-- start of MATERIAL SUPPLIED --

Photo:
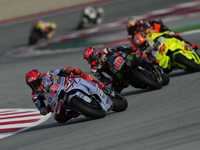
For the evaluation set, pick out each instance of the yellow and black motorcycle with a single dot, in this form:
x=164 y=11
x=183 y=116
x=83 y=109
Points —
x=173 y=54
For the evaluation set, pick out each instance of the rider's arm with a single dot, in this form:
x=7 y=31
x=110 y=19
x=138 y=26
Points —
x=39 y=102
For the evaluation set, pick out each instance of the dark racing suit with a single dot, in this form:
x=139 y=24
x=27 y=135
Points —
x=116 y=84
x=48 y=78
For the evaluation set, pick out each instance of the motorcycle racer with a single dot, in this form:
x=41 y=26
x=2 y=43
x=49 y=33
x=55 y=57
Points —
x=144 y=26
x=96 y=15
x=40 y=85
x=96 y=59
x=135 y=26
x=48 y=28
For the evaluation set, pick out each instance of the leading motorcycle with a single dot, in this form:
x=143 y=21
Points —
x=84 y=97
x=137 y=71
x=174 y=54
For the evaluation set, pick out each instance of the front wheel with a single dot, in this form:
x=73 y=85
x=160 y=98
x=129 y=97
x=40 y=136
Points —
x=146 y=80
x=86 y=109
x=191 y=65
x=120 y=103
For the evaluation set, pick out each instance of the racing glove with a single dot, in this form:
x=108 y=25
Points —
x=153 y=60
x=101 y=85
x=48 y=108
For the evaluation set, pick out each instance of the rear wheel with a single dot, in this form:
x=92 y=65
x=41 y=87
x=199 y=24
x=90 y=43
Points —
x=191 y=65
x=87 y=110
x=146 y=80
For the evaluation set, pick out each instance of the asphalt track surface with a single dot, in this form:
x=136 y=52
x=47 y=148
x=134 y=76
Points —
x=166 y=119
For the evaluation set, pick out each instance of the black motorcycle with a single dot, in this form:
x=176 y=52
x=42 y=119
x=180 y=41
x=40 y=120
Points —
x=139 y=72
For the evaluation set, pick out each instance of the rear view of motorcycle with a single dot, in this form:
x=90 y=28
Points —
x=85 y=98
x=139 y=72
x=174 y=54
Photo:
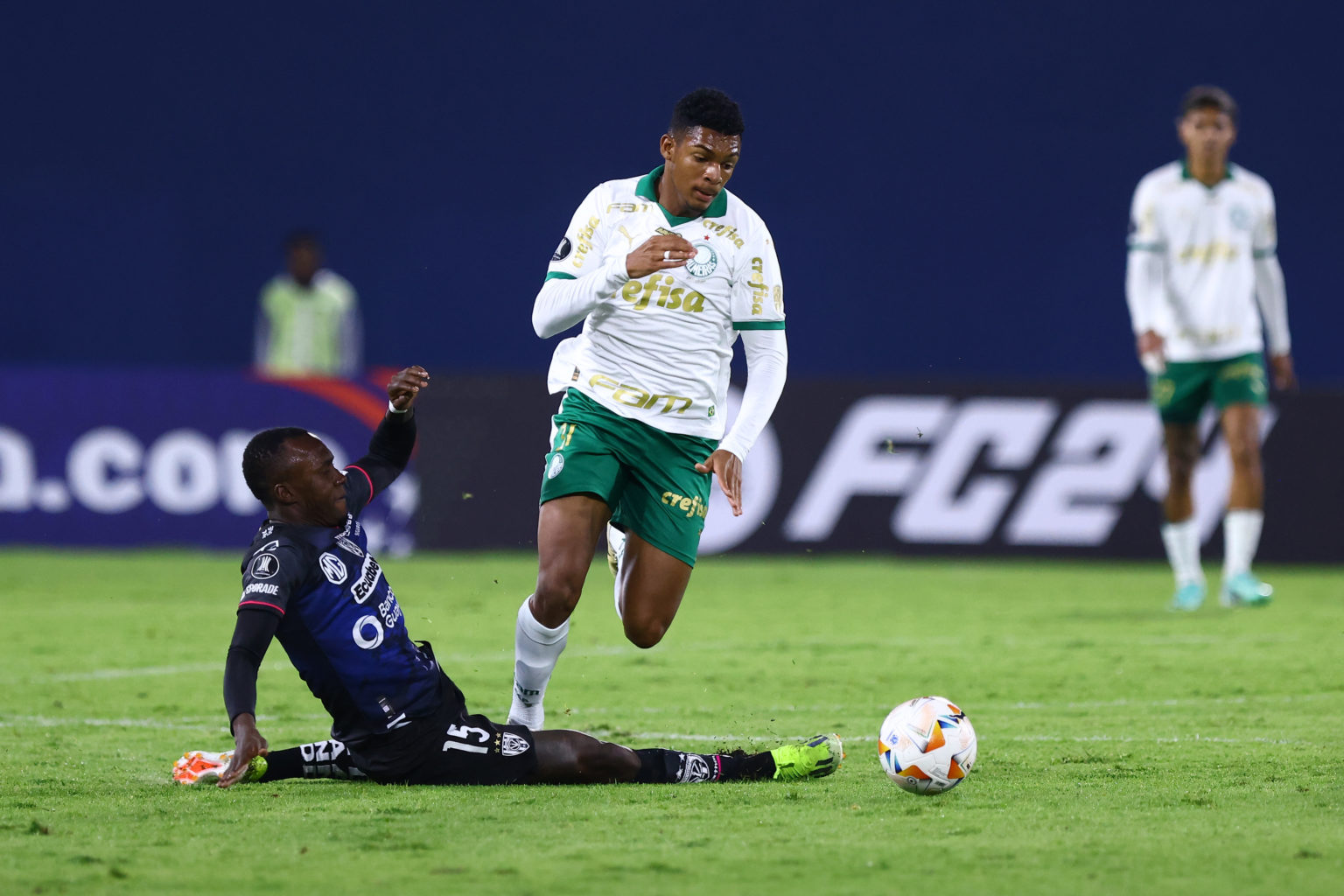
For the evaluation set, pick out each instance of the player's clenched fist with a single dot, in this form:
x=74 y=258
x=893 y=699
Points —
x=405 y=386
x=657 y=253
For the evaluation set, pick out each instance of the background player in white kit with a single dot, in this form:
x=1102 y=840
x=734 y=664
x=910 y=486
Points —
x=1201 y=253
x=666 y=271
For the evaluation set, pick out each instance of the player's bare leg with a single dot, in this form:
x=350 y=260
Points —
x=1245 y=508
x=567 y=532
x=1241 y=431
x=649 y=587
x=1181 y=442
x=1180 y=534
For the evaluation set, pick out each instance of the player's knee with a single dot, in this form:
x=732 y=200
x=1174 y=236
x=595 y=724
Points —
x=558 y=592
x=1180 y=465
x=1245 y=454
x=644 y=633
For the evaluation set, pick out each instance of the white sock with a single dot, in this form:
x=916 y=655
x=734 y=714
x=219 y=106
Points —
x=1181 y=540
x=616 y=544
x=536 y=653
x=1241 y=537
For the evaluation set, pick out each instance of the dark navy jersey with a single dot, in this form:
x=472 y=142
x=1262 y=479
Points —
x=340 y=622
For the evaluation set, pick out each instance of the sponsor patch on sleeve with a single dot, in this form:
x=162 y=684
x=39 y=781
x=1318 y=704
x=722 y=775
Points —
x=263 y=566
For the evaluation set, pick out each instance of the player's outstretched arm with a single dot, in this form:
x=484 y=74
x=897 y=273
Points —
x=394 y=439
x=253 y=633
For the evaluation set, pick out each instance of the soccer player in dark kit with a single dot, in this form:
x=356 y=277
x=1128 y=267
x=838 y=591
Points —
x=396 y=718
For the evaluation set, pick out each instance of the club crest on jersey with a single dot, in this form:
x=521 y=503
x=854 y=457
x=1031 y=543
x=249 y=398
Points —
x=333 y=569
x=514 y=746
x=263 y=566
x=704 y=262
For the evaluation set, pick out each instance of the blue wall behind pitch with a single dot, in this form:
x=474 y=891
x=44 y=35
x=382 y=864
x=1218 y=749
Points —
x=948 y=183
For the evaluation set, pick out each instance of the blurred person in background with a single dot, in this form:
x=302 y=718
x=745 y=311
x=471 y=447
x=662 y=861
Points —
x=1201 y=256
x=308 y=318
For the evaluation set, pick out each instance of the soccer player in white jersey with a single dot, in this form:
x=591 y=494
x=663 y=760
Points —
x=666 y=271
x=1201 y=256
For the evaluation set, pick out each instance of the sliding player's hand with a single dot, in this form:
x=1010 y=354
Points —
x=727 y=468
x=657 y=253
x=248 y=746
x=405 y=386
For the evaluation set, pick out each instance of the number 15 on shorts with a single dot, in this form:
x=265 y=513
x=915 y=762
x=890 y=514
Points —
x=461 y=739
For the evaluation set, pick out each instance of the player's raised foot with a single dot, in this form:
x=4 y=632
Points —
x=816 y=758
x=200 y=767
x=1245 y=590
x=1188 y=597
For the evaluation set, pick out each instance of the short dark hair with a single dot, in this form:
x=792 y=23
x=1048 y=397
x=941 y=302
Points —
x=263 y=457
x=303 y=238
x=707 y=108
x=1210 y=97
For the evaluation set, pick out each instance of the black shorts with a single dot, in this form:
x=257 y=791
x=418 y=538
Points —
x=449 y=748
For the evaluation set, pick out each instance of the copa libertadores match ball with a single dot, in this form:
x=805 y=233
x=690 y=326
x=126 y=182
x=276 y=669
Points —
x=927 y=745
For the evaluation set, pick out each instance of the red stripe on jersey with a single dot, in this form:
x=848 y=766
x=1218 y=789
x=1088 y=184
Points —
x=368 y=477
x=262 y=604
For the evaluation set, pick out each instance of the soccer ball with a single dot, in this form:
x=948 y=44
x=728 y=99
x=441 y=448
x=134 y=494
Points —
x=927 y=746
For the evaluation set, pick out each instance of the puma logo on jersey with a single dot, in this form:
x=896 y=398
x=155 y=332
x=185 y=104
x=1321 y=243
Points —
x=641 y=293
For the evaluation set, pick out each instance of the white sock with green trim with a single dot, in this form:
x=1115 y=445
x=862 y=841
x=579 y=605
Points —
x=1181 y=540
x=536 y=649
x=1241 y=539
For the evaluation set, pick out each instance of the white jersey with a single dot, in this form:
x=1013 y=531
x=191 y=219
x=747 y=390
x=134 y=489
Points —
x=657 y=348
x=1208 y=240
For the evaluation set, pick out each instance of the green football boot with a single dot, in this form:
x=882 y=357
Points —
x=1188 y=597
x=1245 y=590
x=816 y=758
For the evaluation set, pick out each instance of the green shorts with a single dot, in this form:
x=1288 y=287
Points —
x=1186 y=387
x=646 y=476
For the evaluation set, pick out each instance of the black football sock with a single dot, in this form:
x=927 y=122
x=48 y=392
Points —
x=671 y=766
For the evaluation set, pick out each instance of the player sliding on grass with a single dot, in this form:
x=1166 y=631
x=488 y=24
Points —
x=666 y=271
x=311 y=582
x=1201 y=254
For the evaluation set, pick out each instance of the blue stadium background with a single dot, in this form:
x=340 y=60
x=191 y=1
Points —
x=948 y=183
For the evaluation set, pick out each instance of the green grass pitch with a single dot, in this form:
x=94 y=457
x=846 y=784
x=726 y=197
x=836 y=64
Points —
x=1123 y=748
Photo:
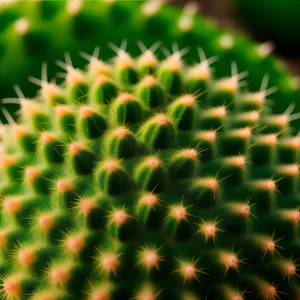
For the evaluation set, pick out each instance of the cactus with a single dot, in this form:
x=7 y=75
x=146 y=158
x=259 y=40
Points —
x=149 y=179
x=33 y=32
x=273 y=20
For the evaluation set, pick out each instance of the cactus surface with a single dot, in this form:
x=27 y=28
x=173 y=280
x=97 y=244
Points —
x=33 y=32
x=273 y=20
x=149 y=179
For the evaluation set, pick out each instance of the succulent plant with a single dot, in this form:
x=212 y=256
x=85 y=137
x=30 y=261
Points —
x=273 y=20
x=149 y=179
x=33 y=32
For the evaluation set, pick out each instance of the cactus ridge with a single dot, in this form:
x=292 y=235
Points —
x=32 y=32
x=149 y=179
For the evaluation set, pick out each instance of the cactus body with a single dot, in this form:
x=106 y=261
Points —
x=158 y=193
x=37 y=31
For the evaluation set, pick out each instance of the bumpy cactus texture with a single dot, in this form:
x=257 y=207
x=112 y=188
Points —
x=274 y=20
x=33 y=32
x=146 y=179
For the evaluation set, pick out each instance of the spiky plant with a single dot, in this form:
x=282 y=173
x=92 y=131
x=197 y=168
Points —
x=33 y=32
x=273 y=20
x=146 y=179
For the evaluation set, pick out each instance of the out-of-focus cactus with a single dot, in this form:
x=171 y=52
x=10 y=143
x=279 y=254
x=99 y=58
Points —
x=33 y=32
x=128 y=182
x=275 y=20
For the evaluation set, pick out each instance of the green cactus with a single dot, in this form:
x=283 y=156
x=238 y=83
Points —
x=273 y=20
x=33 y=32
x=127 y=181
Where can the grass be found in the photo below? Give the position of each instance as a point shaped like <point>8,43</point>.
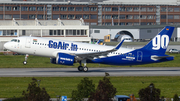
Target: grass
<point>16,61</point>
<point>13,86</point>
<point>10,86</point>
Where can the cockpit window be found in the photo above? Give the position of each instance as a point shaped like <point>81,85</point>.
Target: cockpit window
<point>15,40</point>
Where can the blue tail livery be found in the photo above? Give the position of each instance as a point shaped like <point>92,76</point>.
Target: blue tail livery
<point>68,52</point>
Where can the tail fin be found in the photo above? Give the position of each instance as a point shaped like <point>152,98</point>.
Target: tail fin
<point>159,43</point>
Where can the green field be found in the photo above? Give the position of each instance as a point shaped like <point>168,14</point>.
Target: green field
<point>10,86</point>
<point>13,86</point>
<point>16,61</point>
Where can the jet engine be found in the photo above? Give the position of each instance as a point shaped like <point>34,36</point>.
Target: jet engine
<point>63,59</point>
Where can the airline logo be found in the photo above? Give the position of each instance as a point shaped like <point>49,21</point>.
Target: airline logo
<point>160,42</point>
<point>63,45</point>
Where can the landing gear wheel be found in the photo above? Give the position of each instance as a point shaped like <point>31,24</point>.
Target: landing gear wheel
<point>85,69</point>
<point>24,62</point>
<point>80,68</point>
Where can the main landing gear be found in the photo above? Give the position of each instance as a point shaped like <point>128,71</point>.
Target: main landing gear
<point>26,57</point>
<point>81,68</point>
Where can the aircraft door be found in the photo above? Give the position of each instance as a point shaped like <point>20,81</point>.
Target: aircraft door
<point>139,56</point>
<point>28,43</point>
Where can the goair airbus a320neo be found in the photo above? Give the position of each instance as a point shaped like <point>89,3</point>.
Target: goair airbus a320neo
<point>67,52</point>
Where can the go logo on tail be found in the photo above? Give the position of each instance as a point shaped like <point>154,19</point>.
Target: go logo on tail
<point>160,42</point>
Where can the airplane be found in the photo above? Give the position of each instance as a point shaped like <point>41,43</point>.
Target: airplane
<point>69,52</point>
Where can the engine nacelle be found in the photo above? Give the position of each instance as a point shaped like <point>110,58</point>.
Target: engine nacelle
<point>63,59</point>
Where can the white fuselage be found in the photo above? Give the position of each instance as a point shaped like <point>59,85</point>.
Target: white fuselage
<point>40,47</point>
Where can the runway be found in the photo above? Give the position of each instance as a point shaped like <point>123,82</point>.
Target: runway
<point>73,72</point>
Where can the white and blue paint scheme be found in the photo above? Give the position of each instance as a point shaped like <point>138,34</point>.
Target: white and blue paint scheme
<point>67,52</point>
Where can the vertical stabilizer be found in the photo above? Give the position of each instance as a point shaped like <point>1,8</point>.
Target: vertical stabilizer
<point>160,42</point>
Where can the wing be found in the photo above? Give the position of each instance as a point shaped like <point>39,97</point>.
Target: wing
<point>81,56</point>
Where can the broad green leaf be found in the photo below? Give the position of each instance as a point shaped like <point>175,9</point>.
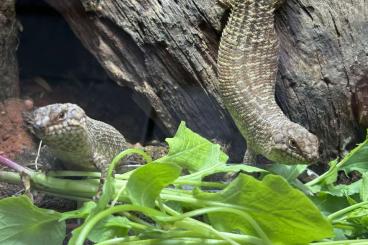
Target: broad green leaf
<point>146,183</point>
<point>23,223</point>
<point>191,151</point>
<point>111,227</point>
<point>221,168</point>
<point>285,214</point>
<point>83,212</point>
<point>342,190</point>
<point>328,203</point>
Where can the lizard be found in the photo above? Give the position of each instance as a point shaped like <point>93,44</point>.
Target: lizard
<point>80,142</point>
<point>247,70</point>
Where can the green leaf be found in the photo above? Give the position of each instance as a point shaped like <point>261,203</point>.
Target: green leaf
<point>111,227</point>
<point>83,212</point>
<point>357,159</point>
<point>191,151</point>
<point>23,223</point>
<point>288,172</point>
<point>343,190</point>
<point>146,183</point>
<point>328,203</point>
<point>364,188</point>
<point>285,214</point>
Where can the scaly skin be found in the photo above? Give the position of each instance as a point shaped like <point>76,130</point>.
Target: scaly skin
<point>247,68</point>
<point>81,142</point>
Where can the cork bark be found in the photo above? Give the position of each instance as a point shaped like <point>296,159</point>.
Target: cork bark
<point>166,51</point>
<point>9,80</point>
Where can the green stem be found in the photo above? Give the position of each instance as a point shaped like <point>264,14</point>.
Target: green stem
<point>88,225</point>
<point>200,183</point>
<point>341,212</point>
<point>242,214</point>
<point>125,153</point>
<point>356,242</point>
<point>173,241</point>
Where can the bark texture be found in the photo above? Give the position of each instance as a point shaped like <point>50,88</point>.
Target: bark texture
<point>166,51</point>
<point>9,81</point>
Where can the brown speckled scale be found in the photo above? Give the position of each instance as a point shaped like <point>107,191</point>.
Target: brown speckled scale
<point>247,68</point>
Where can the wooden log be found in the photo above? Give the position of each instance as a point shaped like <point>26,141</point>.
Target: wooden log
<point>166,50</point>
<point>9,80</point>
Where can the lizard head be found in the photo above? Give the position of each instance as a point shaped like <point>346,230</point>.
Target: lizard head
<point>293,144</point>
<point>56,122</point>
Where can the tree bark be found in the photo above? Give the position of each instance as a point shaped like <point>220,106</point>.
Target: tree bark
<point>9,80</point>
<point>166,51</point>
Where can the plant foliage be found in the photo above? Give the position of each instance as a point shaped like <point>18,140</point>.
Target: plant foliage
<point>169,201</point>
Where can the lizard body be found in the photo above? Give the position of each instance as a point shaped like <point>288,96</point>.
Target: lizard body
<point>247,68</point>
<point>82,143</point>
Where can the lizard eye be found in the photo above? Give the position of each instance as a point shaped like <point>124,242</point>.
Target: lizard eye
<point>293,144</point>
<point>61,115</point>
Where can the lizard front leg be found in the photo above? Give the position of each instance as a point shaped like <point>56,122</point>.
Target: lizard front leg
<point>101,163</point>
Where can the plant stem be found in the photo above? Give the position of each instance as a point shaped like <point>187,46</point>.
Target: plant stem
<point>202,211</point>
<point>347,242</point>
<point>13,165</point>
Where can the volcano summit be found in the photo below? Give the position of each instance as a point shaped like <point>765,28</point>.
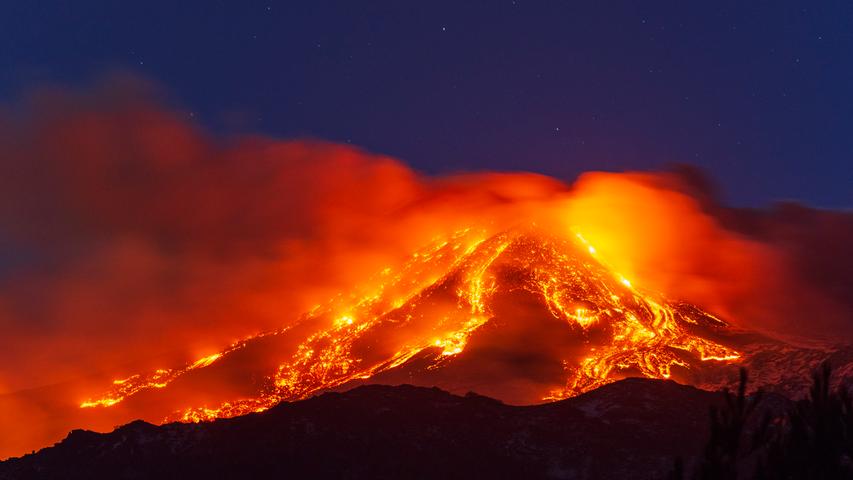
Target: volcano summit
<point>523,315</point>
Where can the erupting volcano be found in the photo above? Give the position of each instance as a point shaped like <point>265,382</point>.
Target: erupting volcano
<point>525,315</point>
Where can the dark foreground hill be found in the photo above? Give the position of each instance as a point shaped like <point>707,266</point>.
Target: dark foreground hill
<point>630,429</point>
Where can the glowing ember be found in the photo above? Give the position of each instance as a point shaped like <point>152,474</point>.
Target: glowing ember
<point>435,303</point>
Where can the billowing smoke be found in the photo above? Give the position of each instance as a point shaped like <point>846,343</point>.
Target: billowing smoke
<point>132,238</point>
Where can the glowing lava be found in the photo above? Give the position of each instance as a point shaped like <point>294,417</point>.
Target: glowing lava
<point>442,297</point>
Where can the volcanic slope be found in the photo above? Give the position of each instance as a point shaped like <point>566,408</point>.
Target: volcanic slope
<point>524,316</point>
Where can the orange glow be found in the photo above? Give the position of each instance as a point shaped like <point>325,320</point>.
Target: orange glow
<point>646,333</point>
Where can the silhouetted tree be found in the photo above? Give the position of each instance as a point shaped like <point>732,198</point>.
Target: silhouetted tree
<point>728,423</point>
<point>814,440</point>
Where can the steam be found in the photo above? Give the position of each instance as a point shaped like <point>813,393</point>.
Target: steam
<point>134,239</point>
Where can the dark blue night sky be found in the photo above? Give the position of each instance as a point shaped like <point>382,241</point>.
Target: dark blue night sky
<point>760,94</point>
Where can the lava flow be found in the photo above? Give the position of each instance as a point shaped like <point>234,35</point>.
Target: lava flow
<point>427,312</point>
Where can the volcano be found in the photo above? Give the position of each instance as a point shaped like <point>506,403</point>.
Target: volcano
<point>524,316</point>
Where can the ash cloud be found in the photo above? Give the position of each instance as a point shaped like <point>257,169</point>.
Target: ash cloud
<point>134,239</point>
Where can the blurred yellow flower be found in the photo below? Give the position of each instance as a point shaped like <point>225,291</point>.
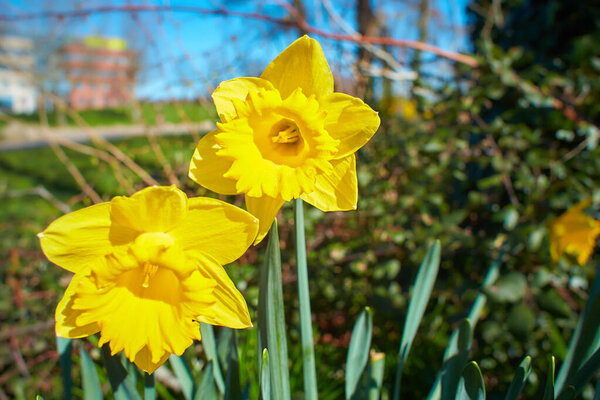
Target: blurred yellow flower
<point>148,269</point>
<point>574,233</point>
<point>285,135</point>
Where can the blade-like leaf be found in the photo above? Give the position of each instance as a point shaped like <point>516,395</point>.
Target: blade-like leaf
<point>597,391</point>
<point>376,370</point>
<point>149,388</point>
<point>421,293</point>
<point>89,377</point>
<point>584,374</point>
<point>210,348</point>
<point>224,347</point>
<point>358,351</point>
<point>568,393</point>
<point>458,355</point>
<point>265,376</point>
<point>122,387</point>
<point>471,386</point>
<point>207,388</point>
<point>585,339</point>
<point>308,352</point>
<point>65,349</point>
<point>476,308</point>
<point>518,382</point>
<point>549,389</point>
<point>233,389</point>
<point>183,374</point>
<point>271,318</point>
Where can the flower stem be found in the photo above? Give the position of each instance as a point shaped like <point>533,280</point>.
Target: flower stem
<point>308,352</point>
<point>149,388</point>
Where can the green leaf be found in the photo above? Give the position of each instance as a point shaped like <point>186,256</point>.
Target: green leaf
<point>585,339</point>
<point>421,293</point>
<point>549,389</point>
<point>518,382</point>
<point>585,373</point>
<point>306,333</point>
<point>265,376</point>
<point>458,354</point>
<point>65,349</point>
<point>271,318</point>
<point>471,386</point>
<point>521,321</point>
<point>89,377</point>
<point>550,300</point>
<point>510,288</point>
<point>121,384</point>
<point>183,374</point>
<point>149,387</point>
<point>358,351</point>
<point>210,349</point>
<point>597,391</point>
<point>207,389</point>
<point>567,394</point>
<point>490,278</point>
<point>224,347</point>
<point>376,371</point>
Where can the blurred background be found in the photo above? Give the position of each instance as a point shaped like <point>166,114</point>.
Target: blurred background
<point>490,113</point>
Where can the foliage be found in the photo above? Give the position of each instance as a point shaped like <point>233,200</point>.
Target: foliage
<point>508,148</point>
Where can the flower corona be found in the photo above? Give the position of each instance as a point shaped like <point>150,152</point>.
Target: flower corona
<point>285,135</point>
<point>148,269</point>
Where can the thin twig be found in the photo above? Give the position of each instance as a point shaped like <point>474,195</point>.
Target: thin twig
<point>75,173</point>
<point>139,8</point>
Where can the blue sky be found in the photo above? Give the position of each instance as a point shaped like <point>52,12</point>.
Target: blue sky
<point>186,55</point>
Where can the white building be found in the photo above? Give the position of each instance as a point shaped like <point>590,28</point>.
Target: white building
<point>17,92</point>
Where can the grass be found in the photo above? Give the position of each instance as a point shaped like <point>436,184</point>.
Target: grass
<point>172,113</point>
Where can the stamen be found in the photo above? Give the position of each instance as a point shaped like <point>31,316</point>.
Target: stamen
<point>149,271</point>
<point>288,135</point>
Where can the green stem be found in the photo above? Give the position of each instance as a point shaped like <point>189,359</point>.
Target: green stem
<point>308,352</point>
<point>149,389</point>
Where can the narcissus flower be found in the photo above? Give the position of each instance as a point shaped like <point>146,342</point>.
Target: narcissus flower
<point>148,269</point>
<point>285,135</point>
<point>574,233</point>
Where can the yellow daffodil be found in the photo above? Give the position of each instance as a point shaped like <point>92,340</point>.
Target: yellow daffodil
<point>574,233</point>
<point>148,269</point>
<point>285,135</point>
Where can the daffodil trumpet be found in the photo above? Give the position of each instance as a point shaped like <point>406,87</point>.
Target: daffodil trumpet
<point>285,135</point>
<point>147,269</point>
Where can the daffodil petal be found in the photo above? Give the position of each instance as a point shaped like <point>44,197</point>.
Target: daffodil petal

-- end of MATERIAL SUPPLIED --

Copy the items starting with the line containing "the player sliding" and going on through the line containing "x=1201 y=254", swapping "grass" for "turf" and leaving everything else unchanged.

#### RESULT:
For the evaluation set, pick out each instance of the player sliding on turf with a single dot, in this form:
x=1166 y=631
x=488 y=24
Points —
x=666 y=271
x=311 y=582
x=1201 y=254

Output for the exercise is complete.